[Point placement records]
====================

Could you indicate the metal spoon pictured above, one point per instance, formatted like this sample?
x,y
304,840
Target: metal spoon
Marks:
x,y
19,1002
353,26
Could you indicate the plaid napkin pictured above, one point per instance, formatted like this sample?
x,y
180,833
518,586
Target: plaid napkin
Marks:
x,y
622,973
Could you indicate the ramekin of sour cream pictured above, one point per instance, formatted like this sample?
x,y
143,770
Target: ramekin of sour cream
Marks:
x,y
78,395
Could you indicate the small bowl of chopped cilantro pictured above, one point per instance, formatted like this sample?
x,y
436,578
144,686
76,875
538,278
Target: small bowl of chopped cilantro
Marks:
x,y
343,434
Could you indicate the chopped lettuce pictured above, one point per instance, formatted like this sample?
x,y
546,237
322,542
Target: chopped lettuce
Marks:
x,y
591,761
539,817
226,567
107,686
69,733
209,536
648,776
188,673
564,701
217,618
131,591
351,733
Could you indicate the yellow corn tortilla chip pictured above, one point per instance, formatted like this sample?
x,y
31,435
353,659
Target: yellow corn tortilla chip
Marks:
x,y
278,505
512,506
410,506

====================

_WHAT IS EXPECTED_:
Reproduce every one of these lines verbatim.

_FULL SOLUTION_:
Could you indicate the metal spoon pictured above, one point per instance, formatted like this sample?
x,y
304,840
Target: metal spoon
Marks:
x,y
19,1002
353,26
Could you indicate the plaid napkin pictured above, one point per instance, formatted like this sample?
x,y
180,833
518,586
Target: plaid napkin
Marks:
x,y
622,973
Could you indicate the ramekin of sour cream pictured above, one point per instance, formatted like this sample?
x,y
143,770
Target: ramekin of sour cream
Marks:
x,y
78,395
Could you indicate the small bowl of chopped cilantro pictured above, one point per instance, formatted like this sample?
x,y
436,578
144,686
76,875
538,278
Target: small bowl of chopped cilantro
Marks:
x,y
343,434
Could you indicate the chopped lettuce pictured above, one point per instance, formatted like this sample?
x,y
546,237
322,542
Target: chopped lettuce
Marks:
x,y
591,761
539,817
226,567
107,686
69,733
209,536
648,776
188,673
564,701
217,618
131,591
351,733
Could you indicate the yellow corn tortilla chip pictured above, one point per instance, formatted like this sample?
x,y
31,435
353,659
Target: yellow corn tortilla chip
Marks:
x,y
278,505
512,506
410,506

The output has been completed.